— START OF Exercise input —
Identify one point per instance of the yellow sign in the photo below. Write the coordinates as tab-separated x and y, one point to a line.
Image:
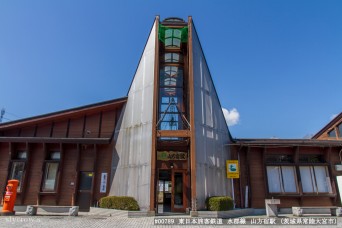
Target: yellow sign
232	169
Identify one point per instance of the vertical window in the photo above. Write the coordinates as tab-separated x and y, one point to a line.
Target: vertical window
17	171
281	179
172	38
315	179
332	133
339	127
51	172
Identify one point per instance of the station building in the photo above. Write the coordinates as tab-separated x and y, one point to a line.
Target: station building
165	144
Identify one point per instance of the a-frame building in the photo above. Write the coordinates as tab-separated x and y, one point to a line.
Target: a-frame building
165	144
171	140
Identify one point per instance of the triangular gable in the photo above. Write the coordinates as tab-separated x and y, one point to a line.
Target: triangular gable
133	136
331	131
211	131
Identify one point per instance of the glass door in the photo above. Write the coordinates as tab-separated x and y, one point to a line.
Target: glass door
178	191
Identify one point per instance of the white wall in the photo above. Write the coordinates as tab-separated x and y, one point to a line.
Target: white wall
211	133
131	166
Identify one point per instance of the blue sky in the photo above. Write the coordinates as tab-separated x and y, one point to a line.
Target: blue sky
277	62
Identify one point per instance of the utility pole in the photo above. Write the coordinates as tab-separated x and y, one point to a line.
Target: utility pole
2	113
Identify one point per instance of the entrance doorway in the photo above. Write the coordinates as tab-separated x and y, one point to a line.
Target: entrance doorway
85	190
171	192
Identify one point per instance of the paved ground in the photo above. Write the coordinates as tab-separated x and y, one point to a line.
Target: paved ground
114	218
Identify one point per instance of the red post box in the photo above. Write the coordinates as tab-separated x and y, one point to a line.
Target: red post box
10	197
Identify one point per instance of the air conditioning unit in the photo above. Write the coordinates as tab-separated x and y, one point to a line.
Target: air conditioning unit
338	167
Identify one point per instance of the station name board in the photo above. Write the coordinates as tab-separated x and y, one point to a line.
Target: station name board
171	155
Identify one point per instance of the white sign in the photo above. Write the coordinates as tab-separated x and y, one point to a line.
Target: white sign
103	185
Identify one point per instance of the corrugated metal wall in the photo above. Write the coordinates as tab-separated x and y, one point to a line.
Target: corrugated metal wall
131	170
211	132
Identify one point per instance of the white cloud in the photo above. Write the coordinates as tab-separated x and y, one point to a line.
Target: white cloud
232	117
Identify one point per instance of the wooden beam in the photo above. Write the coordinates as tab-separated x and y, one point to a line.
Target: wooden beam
84	124
192	117
68	127
56	140
100	125
154	119
60	174
77	171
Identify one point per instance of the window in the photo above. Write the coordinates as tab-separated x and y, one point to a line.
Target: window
279	158
339	127
281	179
173	38
17	172
50	177
173	58
315	179
51	172
332	134
311	158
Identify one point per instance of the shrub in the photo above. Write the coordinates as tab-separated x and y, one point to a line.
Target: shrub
120	203
219	203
— END OF Exercise input —
#### [Work instructions]
Pictures are to be left out; repeat all the remaining data exactly.

#### [Result of the exercise]
Identify one point per instance of the yellow sign in the photo below. Write the coordinates as tab-separated x and y, one point to a line.
Image:
Target: yellow sign
232	169
Identify one point per instance of the vertical window in the photo above. Write the coordinates as tab-separated x and y, one point to a line.
Target: vertical window
17	171
281	179
172	38
315	179
332	133
339	127
51	172
Identify one point per instance of the station building in the photo above. Write the coordinates as tab-separated x and y, one point to a line.
Target: station building
165	144
Identify one point per instance of the a-frame building in the photo above. Write the coordinates as tab-separated x and y, one point to a line.
Target: a-frame building
165	144
171	140
Identify one point per instance of the triangular gable in the photo above. Write the coordinates as tab-separated x and y, one point to a line.
Target: triangular gable
133	136
331	131
211	131
Identify one point per instance of the glass door in the photo above. Write the coordinates as tab-separated x and y, one point to a line.
Target: glass door
178	191
Identify one point per instance of the white wall in the photo above. Write the coordinates as tab-separated x and y, one point to a line.
Target: white wall
211	133
131	166
Identify one point per instance of the blue sky in the photo above. Write the coordinates as tab-separated x and y, one point to a line.
Target: blue sky
277	62
Identify one point per instance of the utility pole in the photo above. Write the coordinates as tab-separated x and y, one point to a line.
Target: utility pole
2	113
Identify one point per instance of the entrance doorway in the photo above. Write the coordinates as tab-separated x and y, one point to a line.
Target: entrance doorway
85	190
171	192
Identify one point per instance of the paved ground in the photo above. Write the coordinates as tab-separated x and y, one point to a line.
Target: paved ground
114	218
Identify one point per instance of the red post box in the photo above. Write the coordinates as tab-separated x and y, one point to a line.
Target: red post box
10	197
Identify one point per instance of the air conditioning unit in the photo above. Write the coordinates as tab-separated x and y, one point to a line.
Target: air conditioning unit
338	167
Identify one point per instance of the station name board in the photo above. Write the coordinates as tab-separated x and y, one point to a line.
Target: station name board
171	155
Identify one point per instance of the white sign in the photo above. Write the coordinates as tab-separated x and y, one point to a line.
Target: white sign
103	185
Identify one point per instance of the corrugated metal wall in the photo above. Write the coordinates as tab-separated x and y, one point to a line.
Target: corrugated metal wall
131	170
211	132
Identify one point per instance of the white cloud in the photo above. Write the coordinates as tab-separated x and y, one point to a line.
Target: white cloud
232	117
Identify one point per instance of the wooden beam in the photo above. Write the coordinates as tab-separated x and y, one point to a line.
Target: wooden beam
84	124
192	117
68	127
56	140
100	125
154	119
60	174
77	171
Identify one point per instance of the window in the photo above. Write the coordinates as tab-separated x and y, one point to a line.
Target: window
279	158
339	127
281	179
173	38
17	172
50	177
173	58
315	179
51	172
332	134
311	158
Identify one point per instance of the shrub in the photo above. Write the coordinates as tab-separated x and y, one point to a line.
Target: shrub
120	203
219	203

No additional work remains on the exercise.